**ACCIÓN REQUERIDA**
¿Podrías continuar el texto sobre la desobediencia y el consumo después de la cuarentena, a partir de donde termina?

**FRAGMENTO DE PÁGINA**
####

En todo occidente se refleja un comportamiento de desobediencia al cumplimiento y a la prudencia que amerita una sociedad que ha tenido pérdida de miles de vidas, de contagios, de sufrimiento, de miedo y pérdidas económicas. El comportamiento ha sido irresponsable, indiferente y de negación en aceptar el dolor individual y el dolor colectivo.
Ahora más que nunca el ser humano ha evidenciado la susceptibilidad de ser influido y condicionado por las reglas del mercado; De nada ha servido la cuarentena, el distanciamiento social, toque de queda, pruebas rápidas, pánico, ansiedad, insomnio, depresión y hasta suicidio. El ser humano no ha reflexionado, se niega a buscar las nuevas respuestas, los para qué, los cómo y los por qué de una vida que parecía segura y de economías que parecían blindadas, apenas en dos meses nos encontramos de rodillas, impotentes y temerosos.
El comportamiento cerebral se deja expresar en la necesidad que tienen las personas en la búsqueda de las autogratificaciones inmediatas, la adicción al consumo, al gasto desmedido, a la libertad sin conciencia y sin responsabilidad; en fin, las personas funcionan motivados por su dopamina, su endorfina, su sistema simpático, su hipocampo que les recuerda toda su historia de placer, de bienestar, para activar el núcleo accumbens y todas las otras estructuras que se estimulan a una existencia autogratificadora y cortoplacista.
Ese comportamiento no es de la nueva normalidad, mas bien, es de las viejas normas aprendidas de vivir para el parecer, para la brusquedad de la notoriedad, la legitimidad y de lo tangible en la posmodernidad.
En todo occidente se hace fila para comprar, consumir, volver a los gimnasios, a la belleza, al culto del cuerpo y de la superficialidad de una vida ligera, banal y hasta nacionalista en reclamar derechos cuando se trata de la conquista del placer.

####

**Entradas del conjunto de datos**
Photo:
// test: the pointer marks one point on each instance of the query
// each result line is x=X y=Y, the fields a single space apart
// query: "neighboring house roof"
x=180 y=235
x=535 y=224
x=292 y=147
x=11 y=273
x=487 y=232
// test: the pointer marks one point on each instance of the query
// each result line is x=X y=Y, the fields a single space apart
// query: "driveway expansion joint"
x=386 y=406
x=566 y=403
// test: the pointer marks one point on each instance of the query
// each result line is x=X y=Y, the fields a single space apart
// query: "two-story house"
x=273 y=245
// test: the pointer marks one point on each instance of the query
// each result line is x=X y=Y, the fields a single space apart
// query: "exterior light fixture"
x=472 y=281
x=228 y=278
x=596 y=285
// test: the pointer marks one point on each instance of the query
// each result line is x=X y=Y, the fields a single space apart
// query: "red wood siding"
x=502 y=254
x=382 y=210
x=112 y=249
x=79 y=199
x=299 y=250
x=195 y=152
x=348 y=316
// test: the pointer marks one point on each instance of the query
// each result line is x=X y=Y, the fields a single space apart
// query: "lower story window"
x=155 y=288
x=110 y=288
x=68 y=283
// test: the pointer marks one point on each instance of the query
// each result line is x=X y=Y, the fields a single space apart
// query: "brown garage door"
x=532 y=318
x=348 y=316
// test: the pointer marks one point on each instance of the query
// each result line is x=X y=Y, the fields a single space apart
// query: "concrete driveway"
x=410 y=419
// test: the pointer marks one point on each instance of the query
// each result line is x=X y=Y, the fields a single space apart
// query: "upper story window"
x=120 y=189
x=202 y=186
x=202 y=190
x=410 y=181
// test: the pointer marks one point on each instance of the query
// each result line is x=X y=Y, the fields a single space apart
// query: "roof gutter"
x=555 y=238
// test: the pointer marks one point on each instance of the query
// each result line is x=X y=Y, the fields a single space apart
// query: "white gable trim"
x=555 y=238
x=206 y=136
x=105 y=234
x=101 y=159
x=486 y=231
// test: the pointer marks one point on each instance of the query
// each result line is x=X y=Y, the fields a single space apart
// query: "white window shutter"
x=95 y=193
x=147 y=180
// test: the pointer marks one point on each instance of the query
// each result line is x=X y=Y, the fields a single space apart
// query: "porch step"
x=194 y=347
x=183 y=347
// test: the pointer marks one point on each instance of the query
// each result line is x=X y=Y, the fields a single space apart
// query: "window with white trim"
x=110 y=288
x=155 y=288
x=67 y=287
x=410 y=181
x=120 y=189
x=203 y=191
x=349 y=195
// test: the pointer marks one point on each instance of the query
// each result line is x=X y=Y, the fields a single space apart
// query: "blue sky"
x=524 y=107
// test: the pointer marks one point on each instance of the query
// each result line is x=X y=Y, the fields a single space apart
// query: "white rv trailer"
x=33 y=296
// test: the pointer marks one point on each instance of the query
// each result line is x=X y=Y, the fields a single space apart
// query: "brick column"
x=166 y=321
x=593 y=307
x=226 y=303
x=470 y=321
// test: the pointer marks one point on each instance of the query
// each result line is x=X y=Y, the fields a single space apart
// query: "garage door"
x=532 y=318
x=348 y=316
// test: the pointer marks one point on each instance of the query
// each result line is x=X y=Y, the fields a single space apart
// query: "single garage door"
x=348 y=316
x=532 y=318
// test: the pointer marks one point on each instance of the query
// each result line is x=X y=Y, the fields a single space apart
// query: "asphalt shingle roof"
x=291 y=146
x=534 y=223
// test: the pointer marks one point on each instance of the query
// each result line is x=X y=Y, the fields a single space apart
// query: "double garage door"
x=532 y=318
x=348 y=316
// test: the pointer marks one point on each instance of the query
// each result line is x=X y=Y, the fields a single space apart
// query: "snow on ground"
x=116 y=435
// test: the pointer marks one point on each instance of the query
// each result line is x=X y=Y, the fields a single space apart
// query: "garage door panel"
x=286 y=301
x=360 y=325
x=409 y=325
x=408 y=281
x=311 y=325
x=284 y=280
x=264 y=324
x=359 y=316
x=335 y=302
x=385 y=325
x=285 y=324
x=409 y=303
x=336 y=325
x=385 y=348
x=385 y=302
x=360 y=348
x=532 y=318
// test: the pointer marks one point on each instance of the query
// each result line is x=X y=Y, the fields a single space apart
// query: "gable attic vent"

####

**RESULTADO ESPERADO**
En Latinoamérica esa nueva normalidad desafía la obediencia, la autoridad, el orden, para apoyarse en la cultura de los endogrupos, del gregarismo y el colectivismo no normalizado por la exclusión, la inequidad y la marginalidad normalizada y hasta patologizada en algunas áreas.
El covid-19 desató y puso en evidencia en todo el mundo la pobreza sanitaria, la pobre inversión en salud, la fragilidad de los empleos y la distribución desigual del crecimiento económico y desarrollo social.
El mundo no está preparado ni para pandemias, ni para guerras, ni para catástrofes mundiales. El mundo existe para la economía, y los servicios se prestan para responder al corto plazo, al movilismo social de las necesidades primarias del corto alcance, del entretenimiento y del escapismo de las mayorías que sobreviven y se han acostumbrado a esa normalidad de pobre contenido existencial.
La economía del comportamiento y los resultados sociales y de servicios, nos han enseñado que vivimos en el S.O.S: donde el ser humano es una consecuencia, un número estadístico, una posibilidad que existe para las leyes del mercado.
La existencia y el respeto por la vida, la equidad y la valoración de la naturaleza y el contenido espiritual no son significativos como un hecho transcendente para la convivencia humana.
El desastre y daños colaterales del covid-19 no han llevado a la reflexión al liderazgo mundial, a los actores económicos y reformadores de políticas públicas.
Seguiremos con la vieja normalidad, los viejos hábitos, las normas existentes desiguales y excluyentes; seguirán los desempleos masivos, la distribución desigual, las hambrunas, desnutrición y las inseguridades en todos los órdenes.
El mundo y las personas poco han aprendido de las pandemias. Cada quien necesita libertad, sentir placer, auto-gratificarse y respirar la vida de la existencia del parecer que ha llevado a millones de personas a renunciar del ser.
Literalmente es una vida de autoengaño y de irresponsabilidad social, de pobre significado existencial y amante de lo material, todo esto no los ha evidenciado el covid-19. ¡Qué pena!